** Given passage **

-- start --

[foaf-protocols] P2P FOAF search
Dan Brickley
danbri at danbri.org
Fri Jun 5 10:45:49 CEST 2009
On 5/6/09 10:08, Luke Maurits wrote:
>> So I encourage you to explore this but try to have a design which from
>> day 1 doesn't exclude these inter-related types of data. For example
>> searching in this way for information about opensource software could
>> use DOAP, an RDF vocab which links FOAF to the world of opensource
>> collaboration. Or SIOC, which covers in more detail the description of
>> content and discussion in online fora.
>
> A very valid point. It makes me wonder if it wouldn't actually make more sense to build a P2P network for generic RDF searching and just develop (in addition to general clients, obviously), FOAF-specific clients that hide unecessary generality from users for the sake of friendliness. The downside to this is that such a network would probably get a lot more traffic on it.

-- end --

** Work to be completed **
Repeat everything in the P2P FOAF search post from "[foaf-protocols] P2P FOAF" down to "in online fora.", word for word. The lines that follow come from a different source than the post above.

** Data excerpt **
-- start --

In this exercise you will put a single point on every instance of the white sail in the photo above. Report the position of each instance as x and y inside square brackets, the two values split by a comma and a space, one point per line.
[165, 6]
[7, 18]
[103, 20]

-- end --

** Output for this exercise **
[foaf-protocols] P2P FOAF search
Dan Brickley
danbri at danbri.org
Fri Jun 5 10:45:49 CEST 2009
On 5/6/09 10:08, Luke Maurits wrote:
>> So I encourage you to explore this but try to have a design which from
>> day 1 doesn't exclude these inter-related types of data. For example
>> searching in this way for information about opensource software could
>> use DOAP, an RDF vocab which links FOAF to the world of opensource
>> collaboration. Or SIOC, which covers in more detail the description of
>> content and discussion in online fora.